Selected extract →
+-------+
Appreciation has many rewards.  Being able to keep singing and doing what I love is the best.   I get to teach a master class this coming Tuesday at NEC on Baroque ornamentation.  I’m no huge expert, but I’ve been doing this long enough and I love to mentor less experienced singers.  Introducing them to the joys and thrills of making up their own improvisations.  I found out some of my colleagues who are more expert than me are quite reluctant to put themselves out there.   What have we to lose?  Let’s share what we know and encourage others.

When I write exercises on a classroom board, I usually say:

I’m writing this in C major, but life is not in C major.”

Thanks to a student named Virginia, who made me this button

Yellow button with "Life is not in C major"

Fruits

in his retirement, Mr. Longy pictured with his rabbits

in his retirement, Mr. Longy pictured with his rabbits

Last week, nine of my private students came and sang a recital in Pickman Hall at the Longy School of Music, where I have taught for 26 years.  It was a bittersweet event, but more sweet than bitter.  The students sang beautifully, we had duets and improvisations in addition to classical solos.  I invited two alumnae of the Longy Continuing Education program to sing, and both singers have  blossomed into a master teachers and performers.
+-------+
Provided material →
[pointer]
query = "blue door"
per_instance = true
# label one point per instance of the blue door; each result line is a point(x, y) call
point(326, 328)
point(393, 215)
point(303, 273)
+-------+
Work instruction A → According to the blog excerpt, for how many years has the writer taught at the Longy School of Music?
Work instruction B → Copy the stretch of the blog excerpt from "Appreciation has many" through "and encourage others.", word for word.

Reply A → 26 years.

Reply B →
Appreciation has many rewards.  Being able to keep singing and doing what I love is the best.   I get to teach a master class this coming Tuesday at NEC on Baroque ornamentation.  I’m no huge expert, but I’ve been doing this long enough and I love to mentor less experienced singers.  Introducing them to the joys and thrills of making up their own improvisations.  I found out some of my colleagues who are more expert than me are quite reluctant to put themselves out there.   What have we to lose?  Let’s share what we know and encourage others.